▶ **What to produce**
Can you reproduce every line below word for word, leaving the pictures out?

━━━ Data in this exercise ━━━

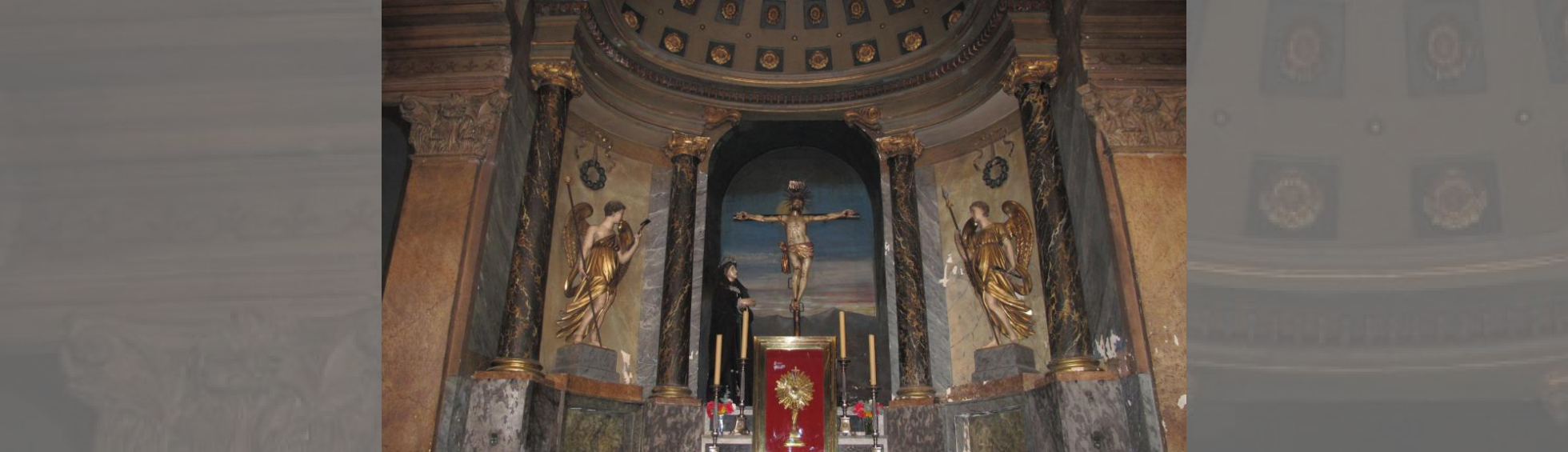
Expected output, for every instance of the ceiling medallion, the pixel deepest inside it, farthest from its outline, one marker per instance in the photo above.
(774, 14)
(769, 60)
(866, 52)
(1291, 202)
(673, 42)
(1448, 49)
(818, 60)
(913, 41)
(630, 19)
(1454, 202)
(730, 10)
(1302, 52)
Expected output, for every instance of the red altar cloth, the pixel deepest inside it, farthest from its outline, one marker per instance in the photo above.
(811, 418)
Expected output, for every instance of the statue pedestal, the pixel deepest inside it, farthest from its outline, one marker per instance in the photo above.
(1002, 362)
(587, 362)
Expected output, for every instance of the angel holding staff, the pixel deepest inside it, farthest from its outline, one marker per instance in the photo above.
(996, 259)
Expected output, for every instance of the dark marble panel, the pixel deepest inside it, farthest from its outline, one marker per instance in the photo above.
(1092, 414)
(913, 427)
(671, 427)
(1143, 419)
(596, 424)
(452, 424)
(511, 414)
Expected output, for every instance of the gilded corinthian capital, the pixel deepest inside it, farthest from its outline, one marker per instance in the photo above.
(899, 145)
(1024, 71)
(454, 124)
(687, 145)
(558, 73)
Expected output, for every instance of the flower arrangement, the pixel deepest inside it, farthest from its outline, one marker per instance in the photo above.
(723, 409)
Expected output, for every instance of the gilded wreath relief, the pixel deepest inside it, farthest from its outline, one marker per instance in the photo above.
(996, 259)
(598, 261)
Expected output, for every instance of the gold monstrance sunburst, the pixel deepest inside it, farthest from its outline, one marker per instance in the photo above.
(794, 393)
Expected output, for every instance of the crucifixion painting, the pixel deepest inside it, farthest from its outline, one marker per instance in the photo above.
(797, 246)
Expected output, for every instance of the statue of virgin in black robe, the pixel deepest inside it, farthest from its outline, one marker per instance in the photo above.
(730, 300)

━━━

▶ **Solution for this problem**
Expected output, for every instance of the ceiling medallion, the pixel deepest inside it, farthest from its outline, one marker per instance in the photo above.
(774, 14)
(769, 60)
(866, 52)
(1291, 202)
(673, 42)
(1448, 49)
(818, 60)
(913, 41)
(630, 19)
(1454, 202)
(730, 10)
(1302, 52)
Expected output, for every instance of the red altar cloth, the pixel deepest inside it, farthest from its outline, one marker per instance in the photo above.
(811, 418)
Expected output, for every instance of the statue pedestal, the pixel deepest inside it, farthest from its outline, one marker per instance in the photo above.
(1002, 362)
(587, 362)
Expected output, for every instance of the angel holding staff, the pixel deepest inside it, farthest from its outline, one marker per instance in the photo above.
(996, 259)
Expected output, for every instance of the dark marble panel, the pixel deepest inside it, farthest from its outline, one marker per instance in the photo above.
(1092, 414)
(913, 427)
(671, 427)
(1143, 419)
(596, 424)
(452, 424)
(511, 414)
Expected output, for every instance of the gilded corinthian capital, the pixel deepest inside it, farthest from its outline, one marker per instance in the photo above.
(899, 145)
(1024, 71)
(454, 124)
(687, 145)
(558, 73)
Expected output, for every instance of the flower arrangement, the pixel deepest inside it, farthest from its outline, one marker per instance in the photo above.
(723, 409)
Expected output, for every instance of the gilded wreath relief, the pixel deepest inside it, farthest from its outline, one marker per instance in the photo above.
(996, 259)
(598, 261)
Expected output, for every instance of the gold monstrance sunburst, the pixel deepest inside it, farthest from its outline, one marker per instance in the photo above.
(794, 393)
Expected output, for every instance of the crucifixion painting, the pixel deepest inside it, farthest from its outline, one marker per instance in the photo above.
(797, 246)
Expected output, for every instance of the statue of virgin in black robe, the pixel deepest inside it, farthest from its outline, one marker per instance in the photo above.
(730, 300)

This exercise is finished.